The data -
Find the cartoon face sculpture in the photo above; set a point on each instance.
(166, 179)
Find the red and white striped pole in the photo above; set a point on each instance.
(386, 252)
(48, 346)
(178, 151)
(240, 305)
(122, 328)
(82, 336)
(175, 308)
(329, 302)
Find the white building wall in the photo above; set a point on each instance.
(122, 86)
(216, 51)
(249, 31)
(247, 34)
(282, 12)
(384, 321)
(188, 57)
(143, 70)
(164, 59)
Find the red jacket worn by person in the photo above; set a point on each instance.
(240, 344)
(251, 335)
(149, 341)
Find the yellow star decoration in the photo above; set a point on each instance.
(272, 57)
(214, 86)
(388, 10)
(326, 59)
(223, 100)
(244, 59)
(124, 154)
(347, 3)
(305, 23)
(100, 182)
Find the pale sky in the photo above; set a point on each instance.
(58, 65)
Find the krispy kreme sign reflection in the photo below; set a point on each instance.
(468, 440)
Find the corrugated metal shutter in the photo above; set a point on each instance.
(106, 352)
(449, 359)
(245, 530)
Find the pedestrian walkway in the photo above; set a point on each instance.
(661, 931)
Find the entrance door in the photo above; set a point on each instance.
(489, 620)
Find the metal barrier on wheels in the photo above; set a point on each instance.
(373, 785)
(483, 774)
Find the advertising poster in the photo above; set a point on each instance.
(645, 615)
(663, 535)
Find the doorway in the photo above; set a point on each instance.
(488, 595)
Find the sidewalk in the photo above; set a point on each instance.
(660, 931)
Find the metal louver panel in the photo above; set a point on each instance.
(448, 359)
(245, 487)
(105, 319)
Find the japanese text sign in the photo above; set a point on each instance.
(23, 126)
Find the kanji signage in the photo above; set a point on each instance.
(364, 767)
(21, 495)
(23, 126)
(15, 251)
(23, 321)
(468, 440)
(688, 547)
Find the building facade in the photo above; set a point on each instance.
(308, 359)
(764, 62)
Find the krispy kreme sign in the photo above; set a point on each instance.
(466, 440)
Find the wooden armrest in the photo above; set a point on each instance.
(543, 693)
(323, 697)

Stated task - Rewrite the lines of the listing from the line containing "Find the wooden" through the end of the listing, switching "wooden armrest" to "metal armrest" and keeping everything else the same.

Task output -
Find the metal armrest in the photo above; set a point on each instance.
(543, 693)
(323, 697)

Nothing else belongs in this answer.